_AIM OF THE TASK_.
Reproduce every line of the data from the line holding "Target: church spire" through the end of the data, inclusive. Scale each x and y point coordinate by 0.55 and round to whole numbers with halves going up, keep all other text unchanged, and leave the pictures out.

******

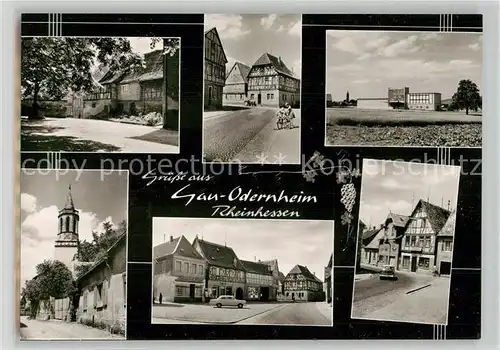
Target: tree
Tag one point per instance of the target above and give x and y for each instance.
(52, 67)
(467, 96)
(53, 279)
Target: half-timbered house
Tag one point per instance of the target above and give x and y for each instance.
(236, 86)
(370, 242)
(389, 248)
(272, 83)
(142, 90)
(444, 249)
(259, 281)
(225, 273)
(215, 70)
(302, 285)
(178, 272)
(418, 250)
(328, 280)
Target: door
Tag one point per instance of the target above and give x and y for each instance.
(413, 263)
(445, 268)
(264, 293)
(239, 294)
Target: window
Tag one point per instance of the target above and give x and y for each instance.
(423, 263)
(446, 246)
(179, 291)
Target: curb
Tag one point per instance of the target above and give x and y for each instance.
(223, 322)
(419, 288)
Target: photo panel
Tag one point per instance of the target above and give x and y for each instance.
(73, 254)
(403, 88)
(232, 272)
(100, 94)
(252, 89)
(406, 228)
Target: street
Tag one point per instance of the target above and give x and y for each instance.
(412, 298)
(54, 329)
(250, 136)
(90, 135)
(311, 313)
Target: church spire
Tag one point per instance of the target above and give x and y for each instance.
(69, 200)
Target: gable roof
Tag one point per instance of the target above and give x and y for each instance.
(119, 241)
(244, 69)
(166, 248)
(448, 229)
(276, 62)
(213, 29)
(398, 220)
(369, 238)
(437, 216)
(255, 267)
(304, 271)
(219, 255)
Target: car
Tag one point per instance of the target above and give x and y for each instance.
(388, 273)
(227, 300)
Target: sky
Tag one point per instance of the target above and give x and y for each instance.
(391, 186)
(43, 195)
(292, 242)
(142, 45)
(367, 63)
(246, 37)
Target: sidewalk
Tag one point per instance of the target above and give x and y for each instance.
(325, 309)
(427, 305)
(60, 330)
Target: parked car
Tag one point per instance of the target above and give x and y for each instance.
(388, 273)
(227, 300)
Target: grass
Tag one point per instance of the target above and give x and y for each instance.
(365, 117)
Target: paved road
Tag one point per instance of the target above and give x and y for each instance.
(374, 286)
(248, 135)
(375, 301)
(253, 313)
(89, 135)
(292, 314)
(53, 329)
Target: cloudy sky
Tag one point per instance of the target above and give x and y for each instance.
(246, 37)
(367, 63)
(390, 186)
(142, 45)
(42, 196)
(292, 242)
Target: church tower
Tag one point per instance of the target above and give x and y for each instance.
(67, 237)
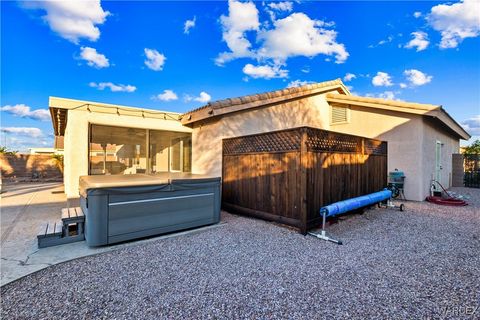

******

_REPLY_.
Target: church spire
Tag one point per instance of the target above and give x and y for each instance.
(38, 110)
Target: gable roof
Tag one point per instance of the target above and give x and y for each instance.
(65, 133)
(134, 38)
(91, 136)
(246, 126)
(152, 34)
(117, 16)
(219, 121)
(203, 131)
(240, 119)
(140, 147)
(167, 149)
(120, 140)
Target: car
Tag one point per instance of the target above and give x and y for each instance.
(213, 150)
(125, 165)
Target: sky
Tag one point per instance of the target above and give x and y for each instance.
(215, 102)
(24, 107)
(161, 133)
(78, 25)
(202, 35)
(135, 20)
Target: sidewalk
Tag one point per instance of the target above and give x and y for each instance.
(179, 170)
(235, 168)
(33, 182)
Target: parked car
Tag one point per instance of the target above and give x and y for each instance.
(213, 150)
(125, 165)
Target: grass
Tag one point per instance of the target above and give x and y for each instance.
(201, 64)
Target: paved road
Tag one point per instance of the target above and give x and y for each instance.
(206, 157)
(136, 74)
(206, 166)
(139, 172)
(49, 74)
(161, 173)
(29, 181)
Target: cloudy sky
Tag one point per instance of the target above and give x and y for each instance.
(135, 20)
(202, 35)
(215, 102)
(78, 25)
(23, 108)
(161, 133)
Target: church tower
Tag one point per instance of the target above and give x and y for each instance.
(37, 130)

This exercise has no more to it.